Task to carry out
Transcribe each entry. Change nothing.

Source records:
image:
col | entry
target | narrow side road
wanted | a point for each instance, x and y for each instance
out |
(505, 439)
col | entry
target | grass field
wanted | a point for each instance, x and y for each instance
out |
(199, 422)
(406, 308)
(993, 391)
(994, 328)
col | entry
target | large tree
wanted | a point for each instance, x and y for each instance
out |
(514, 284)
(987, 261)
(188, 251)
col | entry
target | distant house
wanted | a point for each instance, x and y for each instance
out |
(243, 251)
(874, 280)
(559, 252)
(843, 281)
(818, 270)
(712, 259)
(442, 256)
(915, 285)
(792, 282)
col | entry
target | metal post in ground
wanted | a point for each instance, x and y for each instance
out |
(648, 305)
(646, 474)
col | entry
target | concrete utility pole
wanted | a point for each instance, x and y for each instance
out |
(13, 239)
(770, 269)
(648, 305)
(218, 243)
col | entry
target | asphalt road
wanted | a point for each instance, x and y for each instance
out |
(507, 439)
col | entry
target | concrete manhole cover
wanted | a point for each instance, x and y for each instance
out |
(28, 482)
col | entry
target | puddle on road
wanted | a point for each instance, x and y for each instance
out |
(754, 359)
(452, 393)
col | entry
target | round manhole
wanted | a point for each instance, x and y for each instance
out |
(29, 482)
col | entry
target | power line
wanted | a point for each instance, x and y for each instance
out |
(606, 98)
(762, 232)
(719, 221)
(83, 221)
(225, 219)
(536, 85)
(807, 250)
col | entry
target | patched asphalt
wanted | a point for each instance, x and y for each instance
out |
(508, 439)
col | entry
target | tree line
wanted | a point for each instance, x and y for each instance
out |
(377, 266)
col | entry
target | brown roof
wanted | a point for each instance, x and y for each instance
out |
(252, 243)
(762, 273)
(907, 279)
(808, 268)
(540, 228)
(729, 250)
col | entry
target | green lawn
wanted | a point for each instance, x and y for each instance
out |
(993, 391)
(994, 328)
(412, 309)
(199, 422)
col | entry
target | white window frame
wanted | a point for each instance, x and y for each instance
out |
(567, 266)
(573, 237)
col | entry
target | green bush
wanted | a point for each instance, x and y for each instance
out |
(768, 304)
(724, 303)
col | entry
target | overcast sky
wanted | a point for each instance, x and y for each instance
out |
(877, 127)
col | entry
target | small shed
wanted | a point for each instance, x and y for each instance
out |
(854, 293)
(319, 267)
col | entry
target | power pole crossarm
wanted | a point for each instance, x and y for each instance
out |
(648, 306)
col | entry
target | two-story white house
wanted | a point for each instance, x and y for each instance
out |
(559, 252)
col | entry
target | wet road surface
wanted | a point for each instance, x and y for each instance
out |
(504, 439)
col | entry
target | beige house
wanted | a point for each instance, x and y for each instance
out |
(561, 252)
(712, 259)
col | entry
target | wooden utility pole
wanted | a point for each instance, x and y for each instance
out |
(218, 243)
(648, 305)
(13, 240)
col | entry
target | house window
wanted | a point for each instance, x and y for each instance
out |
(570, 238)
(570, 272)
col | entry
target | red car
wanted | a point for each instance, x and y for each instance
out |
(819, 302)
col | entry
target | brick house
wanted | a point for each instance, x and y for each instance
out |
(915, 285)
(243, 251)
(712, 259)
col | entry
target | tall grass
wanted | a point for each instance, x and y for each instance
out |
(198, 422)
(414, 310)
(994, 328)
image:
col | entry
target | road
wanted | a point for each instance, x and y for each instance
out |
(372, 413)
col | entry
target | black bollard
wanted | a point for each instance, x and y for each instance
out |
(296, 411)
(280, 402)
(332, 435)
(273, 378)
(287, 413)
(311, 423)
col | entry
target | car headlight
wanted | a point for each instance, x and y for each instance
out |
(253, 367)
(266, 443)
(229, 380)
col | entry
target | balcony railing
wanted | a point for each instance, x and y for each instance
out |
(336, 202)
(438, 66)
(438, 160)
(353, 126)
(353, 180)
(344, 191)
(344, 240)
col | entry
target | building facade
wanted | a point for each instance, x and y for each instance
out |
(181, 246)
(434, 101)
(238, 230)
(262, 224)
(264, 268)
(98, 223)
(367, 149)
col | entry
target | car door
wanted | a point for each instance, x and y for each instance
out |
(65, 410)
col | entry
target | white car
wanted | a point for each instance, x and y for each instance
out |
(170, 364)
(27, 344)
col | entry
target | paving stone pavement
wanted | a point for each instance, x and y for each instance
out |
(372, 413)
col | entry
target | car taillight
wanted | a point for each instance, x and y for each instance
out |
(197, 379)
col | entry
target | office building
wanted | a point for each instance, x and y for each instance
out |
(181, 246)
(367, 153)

Output of the task
image:
col | entry
target | narrow side road
wanted | a point for each instance, x and y for each instance
out |
(505, 439)
col | entry
target | grass field
wanted | a point for each instance, x and y for each instance
out |
(199, 422)
(406, 308)
(993, 391)
(994, 328)
col | entry
target | large tree
wanted | a point for each instance, x and y for each instance
out |
(514, 284)
(987, 261)
(188, 251)
col | entry
target | distant house
wanted | a point for each instance, x and y for each instance
out |
(243, 251)
(874, 280)
(559, 252)
(843, 281)
(818, 270)
(712, 259)
(442, 256)
(915, 285)
(792, 282)
col | entry
target | metal post in ground
wanted | a point for each instance, x and y for each instance
out |
(648, 305)
(646, 474)
col | entry
target | concrete utility pole
wanted | a point for each instance, x and y for each instance
out |
(13, 239)
(770, 269)
(648, 305)
(218, 243)
col | entry
target | asphalt road
wanted | a point for each instance, x and y for each instance
out |
(507, 439)
col | entry
target | concrete manhole cover
wanted | a point for each instance, x and y for each instance
out |
(28, 482)
col | entry
target | puddle on road
wanted | a point for each instance, x and y for each instance
out |
(754, 359)
(452, 393)
col | entry
target | round manhole
wanted | a point for each instance, x and y for each instance
out |
(29, 482)
col | entry
target | power line
wanted | a point for each instance, x and y for each instance
out |
(606, 98)
(762, 232)
(719, 221)
(83, 221)
(225, 219)
(536, 85)
(807, 250)
col | entry
target | patched asphalt
wanted | a point for each instance, x and y for each instance
out |
(508, 439)
col | entry
target | tree line
wanted | a point for each instance, x and y for each instance
out |
(377, 266)
col | entry
target | brown roof
wanted | a point for each instance, x and y for each instance
out |
(252, 243)
(762, 273)
(907, 279)
(808, 268)
(540, 228)
(729, 250)
col | entry
target | green lawn
wanted | a point for each instance, x and y for each instance
out |
(993, 391)
(994, 328)
(412, 309)
(199, 422)
col | entry
target | white window frame
wanted | a point for each instance, x and y for each instance
out |
(567, 266)
(573, 237)
col | entry
target | green bush
wanted | a point for each instance, x and y for each instance
out |
(768, 304)
(724, 303)
col | entry
target | overcast sky
wanted | a point for each instance, x and y for each instance
out |
(877, 127)
col | entry
target | small shed
wanted | a point for each instance, x and y for each instance
out |
(854, 293)
(319, 267)
col | entry
target | power pole crossarm
wanted | a point for each instance, x and y for each instance
out |
(648, 306)
col | entry
target | two-story white house
wanted | a point for each instance, x and y for each instance
out |
(559, 252)
col | entry
target | wet road surface
wanted | a point for each instance, x and y for each instance
out |
(504, 439)
col | entry
target | beige house
wanted | a point for each instance, x and y for each instance
out |
(561, 252)
(712, 259)
col | entry
target | wooden utility pole
wanted | a point for each instance, x and y for each instance
out |
(218, 243)
(648, 305)
(13, 240)
col | entry
target | house window
wanted | a point for each instance, x and y for each instance
out |
(570, 238)
(570, 272)
col | entry
target | red car
wanted | a point for each instance, x and y for each instance
out |
(819, 302)
col | entry
target | brick house
wanted | a point for each instance, x and y for each instance
out |
(915, 285)
(243, 251)
(712, 259)
col | entry
target | tall grass
wanted | a point for each instance, x and y for each instance
out |
(198, 422)
(414, 310)
(994, 328)
image:
col | entry
target | road
wanted | a point for each instance, x and y for each instance
out |
(372, 413)
col | entry
target | black bollard
wanted | a point for each instance, x and y for each instance
out |
(296, 411)
(280, 402)
(332, 435)
(273, 378)
(287, 413)
(311, 423)
col | entry
target | car headlight
wanted | a point for each instance, x and y for each instance
out |
(253, 367)
(266, 443)
(229, 380)
col | entry
target | balcony railing
wanted | a point for each instance, x and y for each instance
out |
(336, 202)
(438, 66)
(438, 160)
(353, 126)
(353, 180)
(344, 191)
(344, 240)
col | entry
target | building facade
wanted | a point for each instance, x and y for each instance
out |
(181, 246)
(434, 101)
(238, 230)
(262, 224)
(264, 268)
(98, 223)
(367, 149)
col | entry
target | car door
wanted | a point for each instance, x and y for each instance
out |
(65, 410)
col | entry
target | white car
wanted | a point for each instance, x and y for each instance
out |
(170, 364)
(27, 344)
col | entry
target | paving stone pavement
wanted | a point for each instance, x and y for each instance
out |
(372, 413)
col | entry
target | car taillight
wanted | a point for each instance, x and y for each instance
out |
(197, 379)
col | entry
target | office building
wanted | a point for each instance, x and y for each instance
out |
(181, 246)
(367, 153)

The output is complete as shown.